DIRECTIONS -
Can you return the listing below word for word, leaving out the pictures?

Position annotation listing
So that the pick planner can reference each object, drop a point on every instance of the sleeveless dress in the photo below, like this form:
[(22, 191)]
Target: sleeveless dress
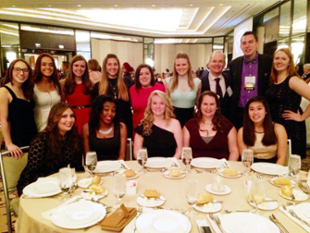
[(106, 148), (280, 97), (44, 102), (21, 119), (160, 143), (81, 104), (216, 148)]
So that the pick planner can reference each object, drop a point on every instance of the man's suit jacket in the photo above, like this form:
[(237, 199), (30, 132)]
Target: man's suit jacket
[(225, 101)]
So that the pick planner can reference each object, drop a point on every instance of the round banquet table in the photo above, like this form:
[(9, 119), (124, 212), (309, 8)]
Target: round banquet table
[(30, 210)]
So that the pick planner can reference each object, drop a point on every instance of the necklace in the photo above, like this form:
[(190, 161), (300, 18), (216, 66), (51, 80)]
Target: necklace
[(105, 131)]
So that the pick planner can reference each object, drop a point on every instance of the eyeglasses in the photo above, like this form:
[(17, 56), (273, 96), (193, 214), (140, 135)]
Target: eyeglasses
[(18, 70)]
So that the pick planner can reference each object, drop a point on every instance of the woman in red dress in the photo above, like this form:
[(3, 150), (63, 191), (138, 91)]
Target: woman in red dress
[(77, 87)]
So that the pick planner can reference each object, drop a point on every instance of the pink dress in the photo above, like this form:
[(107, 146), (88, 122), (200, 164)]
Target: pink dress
[(139, 101), (81, 105)]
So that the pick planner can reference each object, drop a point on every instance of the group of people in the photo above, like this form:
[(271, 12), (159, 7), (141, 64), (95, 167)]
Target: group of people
[(255, 104)]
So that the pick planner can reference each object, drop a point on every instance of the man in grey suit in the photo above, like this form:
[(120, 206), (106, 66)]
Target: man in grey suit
[(250, 76), (217, 81)]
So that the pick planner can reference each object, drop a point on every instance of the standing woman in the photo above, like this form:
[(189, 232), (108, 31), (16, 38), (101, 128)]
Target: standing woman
[(77, 89), (112, 84), (16, 108), (140, 92), (47, 91), (284, 98), (183, 88)]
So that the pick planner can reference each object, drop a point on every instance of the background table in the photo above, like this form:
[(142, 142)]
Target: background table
[(30, 218)]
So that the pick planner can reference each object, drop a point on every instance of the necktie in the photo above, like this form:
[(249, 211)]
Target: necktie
[(218, 87)]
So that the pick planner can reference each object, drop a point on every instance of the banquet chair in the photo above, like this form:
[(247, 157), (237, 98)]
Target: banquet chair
[(11, 169), (129, 150)]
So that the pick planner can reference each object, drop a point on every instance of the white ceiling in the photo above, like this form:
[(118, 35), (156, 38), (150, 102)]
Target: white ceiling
[(160, 18)]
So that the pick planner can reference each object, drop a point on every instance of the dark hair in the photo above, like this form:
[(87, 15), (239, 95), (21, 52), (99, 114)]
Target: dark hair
[(70, 81), (37, 75), (137, 74), (249, 33), (249, 138), (97, 109), (218, 118), (53, 136), (27, 86)]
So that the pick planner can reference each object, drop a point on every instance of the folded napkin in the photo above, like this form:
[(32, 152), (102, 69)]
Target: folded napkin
[(293, 218)]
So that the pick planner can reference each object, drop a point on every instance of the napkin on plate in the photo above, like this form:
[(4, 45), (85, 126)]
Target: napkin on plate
[(294, 219)]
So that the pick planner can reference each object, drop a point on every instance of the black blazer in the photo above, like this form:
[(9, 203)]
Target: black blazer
[(235, 71), (225, 101)]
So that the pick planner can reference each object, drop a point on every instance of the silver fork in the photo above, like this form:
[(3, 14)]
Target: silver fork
[(139, 212)]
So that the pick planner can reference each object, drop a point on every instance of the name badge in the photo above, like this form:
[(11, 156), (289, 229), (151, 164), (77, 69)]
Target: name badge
[(249, 83)]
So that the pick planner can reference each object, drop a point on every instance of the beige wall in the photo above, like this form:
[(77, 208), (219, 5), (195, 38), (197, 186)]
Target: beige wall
[(125, 51), (165, 53)]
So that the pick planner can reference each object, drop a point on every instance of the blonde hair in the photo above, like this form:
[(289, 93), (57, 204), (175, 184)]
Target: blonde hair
[(148, 118), (175, 77), (104, 82)]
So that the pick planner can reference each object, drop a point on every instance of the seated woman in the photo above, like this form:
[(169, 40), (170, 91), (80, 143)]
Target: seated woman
[(210, 134), (104, 133), (57, 146), (159, 131), (268, 140)]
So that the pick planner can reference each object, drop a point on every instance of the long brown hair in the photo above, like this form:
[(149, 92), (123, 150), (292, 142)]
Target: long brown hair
[(104, 82), (290, 69), (27, 86), (175, 77), (37, 74), (70, 81)]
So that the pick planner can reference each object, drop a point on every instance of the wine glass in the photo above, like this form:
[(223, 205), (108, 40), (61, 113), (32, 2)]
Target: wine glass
[(294, 165), (119, 187), (187, 156), (91, 161), (65, 179), (247, 160), (142, 158)]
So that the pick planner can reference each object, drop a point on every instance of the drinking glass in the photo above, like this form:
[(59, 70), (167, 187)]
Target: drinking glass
[(247, 160), (91, 161), (65, 180), (294, 165), (119, 187), (187, 157), (142, 158)]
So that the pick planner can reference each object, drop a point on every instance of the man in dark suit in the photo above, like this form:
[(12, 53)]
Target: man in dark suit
[(250, 76), (217, 81)]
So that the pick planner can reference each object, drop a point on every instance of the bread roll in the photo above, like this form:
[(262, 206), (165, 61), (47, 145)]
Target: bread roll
[(96, 179), (129, 173), (98, 189), (282, 181), (151, 193), (230, 172), (204, 198), (287, 190), (175, 173)]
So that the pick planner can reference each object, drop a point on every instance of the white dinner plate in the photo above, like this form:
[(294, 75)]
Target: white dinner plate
[(270, 169), (266, 205), (43, 188), (227, 190), (106, 166), (158, 162), (150, 202), (247, 222), (78, 215), (90, 195), (293, 184), (299, 195), (205, 162), (208, 208), (163, 221)]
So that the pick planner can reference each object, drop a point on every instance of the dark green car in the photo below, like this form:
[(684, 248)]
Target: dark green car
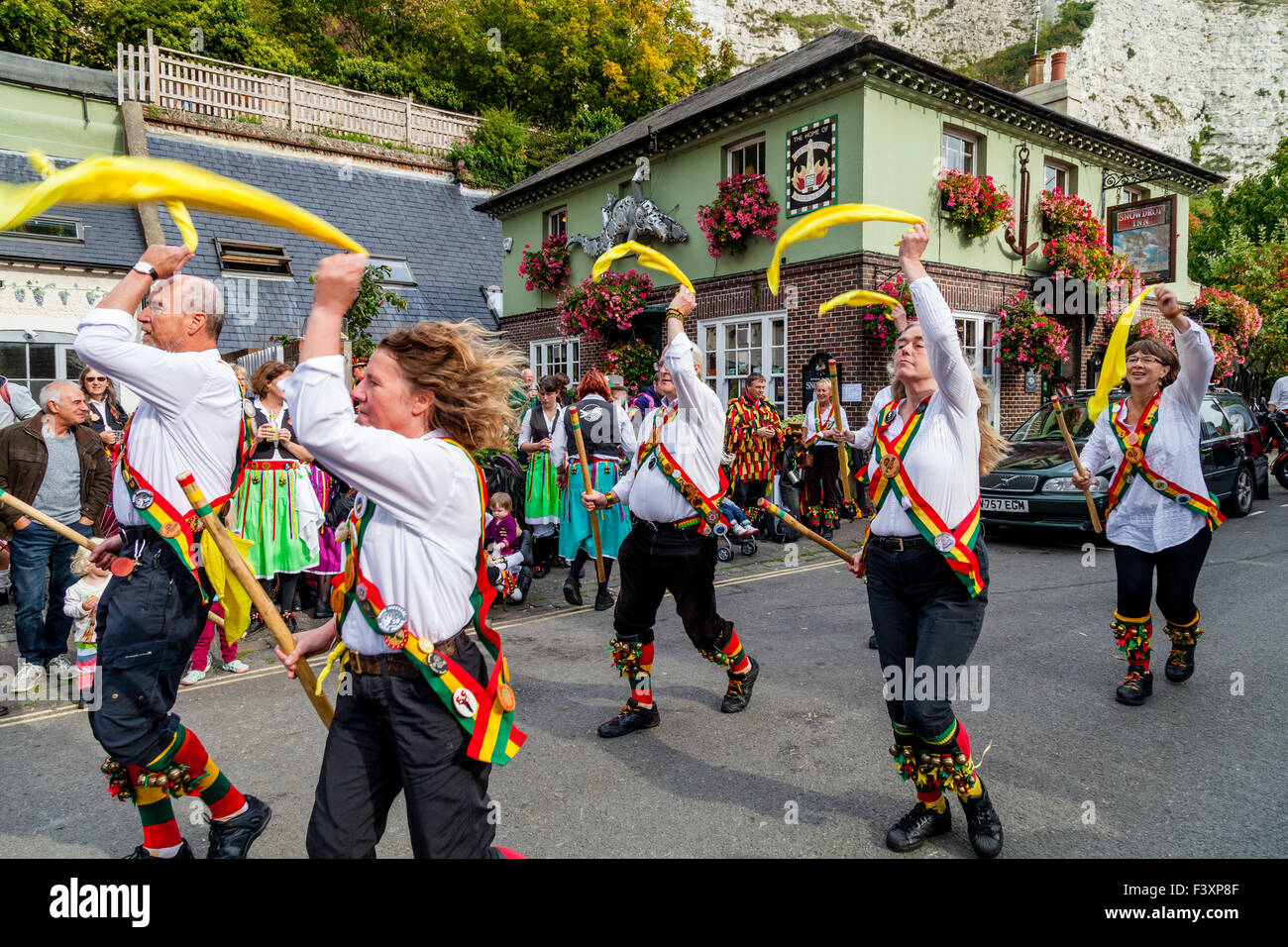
[(1033, 486)]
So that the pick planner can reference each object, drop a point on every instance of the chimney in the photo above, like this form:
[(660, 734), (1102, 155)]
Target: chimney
[(1060, 94), (1037, 68)]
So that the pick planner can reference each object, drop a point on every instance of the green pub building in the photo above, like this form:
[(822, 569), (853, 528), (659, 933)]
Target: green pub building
[(844, 120)]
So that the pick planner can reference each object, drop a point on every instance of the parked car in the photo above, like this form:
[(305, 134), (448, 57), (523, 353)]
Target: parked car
[(1033, 486)]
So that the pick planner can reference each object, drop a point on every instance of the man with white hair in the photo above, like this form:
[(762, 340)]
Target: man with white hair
[(54, 464), (674, 487), (189, 419)]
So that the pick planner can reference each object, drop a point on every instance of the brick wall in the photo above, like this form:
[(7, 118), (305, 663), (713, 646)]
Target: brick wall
[(838, 331)]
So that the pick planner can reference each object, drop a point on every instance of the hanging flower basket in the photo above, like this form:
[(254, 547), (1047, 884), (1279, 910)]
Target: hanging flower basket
[(603, 308), (634, 361), (742, 210), (974, 204), (1026, 338), (1229, 313), (546, 268)]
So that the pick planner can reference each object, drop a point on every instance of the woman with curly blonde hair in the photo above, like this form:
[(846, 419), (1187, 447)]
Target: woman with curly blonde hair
[(432, 394)]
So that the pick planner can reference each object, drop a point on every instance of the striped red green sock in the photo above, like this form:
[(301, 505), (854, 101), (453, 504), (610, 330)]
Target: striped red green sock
[(160, 830)]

RESPONSE TO THIS EXERCISE -
So that the pick planner can reference each object, drop a point on every instance of the sleeveless dress in the photo below, like this form:
[(22, 191)]
Target: sleeveless dress
[(106, 148), (280, 97), (44, 102), (21, 119), (160, 143), (81, 104), (216, 148)]
So that the pick planner can reference each object, drop a point on every instance of the man's suit jacket in the photo above, like this form:
[(237, 199), (30, 132)]
Target: man's suit jacket
[(225, 101)]
So that the pick planner can reference each object, drop a point on every instance of the round banquet table in the photo above, like this form:
[(9, 119), (124, 212), (309, 8)]
Target: round banquet table
[(30, 210)]
So that the pick planner can reference each object, drop a point on every instance of the necklace in the photo above, like this form:
[(190, 161), (300, 18), (216, 66), (51, 80)]
Target: necklace
[(105, 131)]
So that the pick planner can reference each object, drop a point on every instance of the eyeglasses in the photo above, like this form:
[(17, 56), (273, 96), (193, 214), (140, 135)]
Target: eyeglasses
[(18, 70)]
So that the pick planner can reference each object, drop a point on every instance of the woman in red dress in the photo above, like this form:
[(3, 150), (63, 191), (138, 91)]
Target: woman in red dress
[(77, 87)]
So that the pick planner can reference each object, drop a point on every instance of the pink dress in the photo above, like this form:
[(107, 146), (88, 122), (200, 164)]
Target: pink dress
[(139, 101), (81, 105)]
So that the pick planner can reference each object, drop a point on every instance of the group of people in the photo above, like this form:
[(271, 12), (159, 7), (141, 64), (95, 167)]
Target: group of people
[(255, 104)]
So that the pick planner can reference each object, drop a point on every instance of the man in grey suit in the photo above, like this form:
[(120, 206), (106, 66)]
Target: man in grey suit
[(250, 76), (217, 81)]
So that the pick planner can reference each object, drop a point on every instance of the standing woman in the photo above, like this form:
[(189, 232), (108, 31), (16, 38), (101, 128)]
Target: standing woman
[(77, 89), (112, 84), (16, 108), (140, 92), (47, 91), (284, 98), (183, 88)]
So that the pick planner can reference each object, drop a point on every instance of the background table in the photo above, like this form:
[(142, 142)]
Target: background table
[(30, 218)]
So that the pick planner can reference each object, drop a point on every instance of the necktie in the photo above, like this form:
[(249, 211)]
Target: necktie
[(218, 87)]
So that the pick planner can reference each object, drop a point on every instance of the banquet chair in the photo above, like this form:
[(247, 157), (237, 98)]
Target: banquet chair
[(11, 169), (129, 150)]
So that the pick planner can reference each object, drop a point on every instance of the white ceiling in the photo above, like this form:
[(118, 35), (156, 38), (150, 102)]
Target: white ceiling
[(160, 18)]
So that the pick planner can reference each object, drop a point on every instance of the dark hair in the photo above, like this form:
[(87, 15), (239, 95), (21, 52), (99, 114)]
Target: dark hair
[(70, 81), (37, 75), (137, 74), (249, 33), (249, 138), (97, 109), (218, 118), (53, 136), (27, 86)]
So that the pick planner can reference each object, drop a point on every instance of the folded napkin in the photo above, like this form:
[(32, 152), (102, 69)]
Target: folded napkin
[(293, 218)]
So that the pick planner can reference each object, drop a point on every instance of the napkin on plate in the photo above, like this form:
[(4, 45), (85, 126)]
Target: napkin on plate
[(294, 219)]
So that the pick planner can reference each object, drop a point on every instance of the black blazer in the photo above, like this form:
[(9, 203)]
Target: black blazer
[(235, 71), (225, 101)]
So that the pick planner can reference each object, drop a point on every instance of the silver fork in the photo above, like this form:
[(3, 14)]
Target: silver fork
[(139, 212)]
So that the pick planner can reference each object, drop a point on every instance of the name badge in the photo above, like this form:
[(11, 156), (289, 229), (151, 164), (77, 69)]
Target: name badge
[(249, 83)]
So that the pick planner can reference each object, drop a point on every instance of the beige wall in the photo above, like this form:
[(77, 208), (219, 5), (195, 38), (197, 186)]
Target: beige wall
[(125, 51), (165, 53)]
So that the pick planner can reference each object, drop a point on every instance of the blonde hair in the photo above, like this form:
[(289, 93), (57, 204), (175, 184)]
Target: blonde hair
[(148, 118), (175, 77), (104, 82)]
So that the pick planner can reference each object, drop a point on every instance of the seated woman in the photo above, like this form:
[(169, 40), (170, 91), (80, 143)]
Target: seated woman
[(210, 134), (104, 133), (57, 146), (159, 131), (268, 140)]
So that the pick planner can reference each object, drop a point on every instance of the long brown hair in the photo above, like this form:
[(149, 92), (123, 150), (292, 142)]
Target: long brown hair
[(104, 82), (290, 69), (27, 86), (175, 77), (37, 74), (70, 81)]
So that the pick planner can reference each object, drop a point on every instance of the wine glass in the photo above, like this form:
[(223, 205), (108, 40), (61, 113), (32, 2)]
Target: wine glass
[(294, 165), (119, 187), (187, 156), (91, 161), (65, 179), (247, 160), (142, 158)]
So that the pick planner can reference each object, drop a point on every instance of the drinking glass in the photo above, like this form:
[(59, 70), (167, 187)]
Target: drinking glass
[(247, 160), (91, 161), (65, 180), (294, 165), (119, 187), (187, 157), (142, 158)]
So that the pick planner can reference each object, drop a point on every instance of the man in dark suit in the photo above, like this form:
[(12, 53)]
Target: man in dark suit
[(250, 76), (217, 81)]
So that the pick planner can reference each object, drop a point on every instance of the bread roll in the photo above, like this form:
[(262, 206), (165, 61), (47, 145)]
Target: bread roll
[(96, 179), (129, 173), (98, 189), (282, 181), (151, 193), (230, 172), (204, 198), (287, 190), (175, 173)]
So that the pick planner can reference each object, drop a point on every instance of the white dinner plate in the photo above, like this form:
[(294, 75)]
Target: white dinner plate
[(270, 169), (266, 205), (43, 188), (227, 190), (106, 166), (158, 162), (150, 202), (247, 222), (78, 215), (90, 195), (293, 184), (299, 195), (205, 162), (208, 208), (163, 221)]
So that the pick planner can reference each object, drop a point on every instance of the dark green car in the photo below, like this form:
[(684, 248)]
Target: dark green car
[(1033, 486)]
So that the pick planner can reference each object, drop a point on every instance of the chimney in the photo above, like this form:
[(660, 734), (1102, 155)]
Target: chimney
[(1060, 94), (1037, 68)]
So that the pick planner can reference each object, drop a point on every instance of the green pub building in the photo above, like this form:
[(822, 569), (853, 528), (659, 933)]
Target: green pub building
[(844, 120)]
So that the pick planner can reference each object, drop a point on every instance of the parked car in the photo above, like this form:
[(305, 134), (448, 57), (523, 353)]
Target: parked car
[(1033, 486)]
So that the pick planner can reference each object, drop a point on every instance of the man with white hair in the photo above, like this form:
[(762, 340)]
Target: man with white hair
[(54, 464), (674, 487), (189, 419)]
So that the pick planner can reference each object, drop a point on every instance of the brick wall in the photo above, like this form:
[(7, 118), (305, 663), (713, 646)]
Target: brick wall
[(838, 331)]
So that the pick planner can reference each object, drop a point on every instance of the hanging flower basket in the photo above, like this form:
[(254, 547), (1047, 884), (1279, 910)]
Target: hanging flower basket
[(603, 308), (634, 361), (742, 210), (974, 204), (1026, 338), (1229, 313), (546, 268)]
So that the pick planner can reference each object, drop a point on every instance of the woman with curly blonde hair in the photo above, like this form:
[(846, 419), (1187, 447)]
Target: woman with curly blonde hair
[(432, 394)]
So that the pick planner can reference each object, drop a point on every instance of the striped red green sock in the photo above, like this form:
[(301, 505), (854, 101), (453, 504), (610, 330)]
Target: striped red green sock
[(160, 830)]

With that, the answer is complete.